AVAILABLE RECORDS:
· · · · · · ·

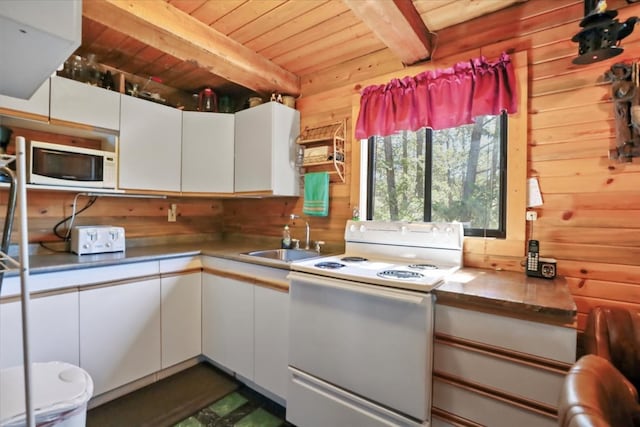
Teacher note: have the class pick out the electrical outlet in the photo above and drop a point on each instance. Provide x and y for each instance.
(171, 213)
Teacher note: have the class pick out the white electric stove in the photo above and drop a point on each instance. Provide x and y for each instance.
(361, 326)
(414, 256)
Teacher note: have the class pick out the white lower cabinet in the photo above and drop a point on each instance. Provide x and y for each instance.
(271, 321)
(53, 329)
(120, 333)
(227, 323)
(180, 318)
(245, 324)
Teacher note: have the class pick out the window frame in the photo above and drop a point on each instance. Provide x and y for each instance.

· · · · · · ·

REQUIREMENT:
Write out only the final block of lines, starting at the line with "Teacher note: have the class pick out the white electric" and running to the end of the material.

REPLY:
Teacher note: have the class pick out the white electric stove in the photo above and drop a point on each instance. Provide x and y for each instance.
(361, 326)
(414, 256)
Teacher note: have the class pick out the white lower cabinet in the photo above and drop a point on each instance. Provide x and y for each instance.
(271, 321)
(53, 329)
(120, 333)
(227, 323)
(180, 318)
(245, 324)
Teacher note: have the class pick out the window frame in the photo above and drop a point on each instance. Provide x and y for each instance.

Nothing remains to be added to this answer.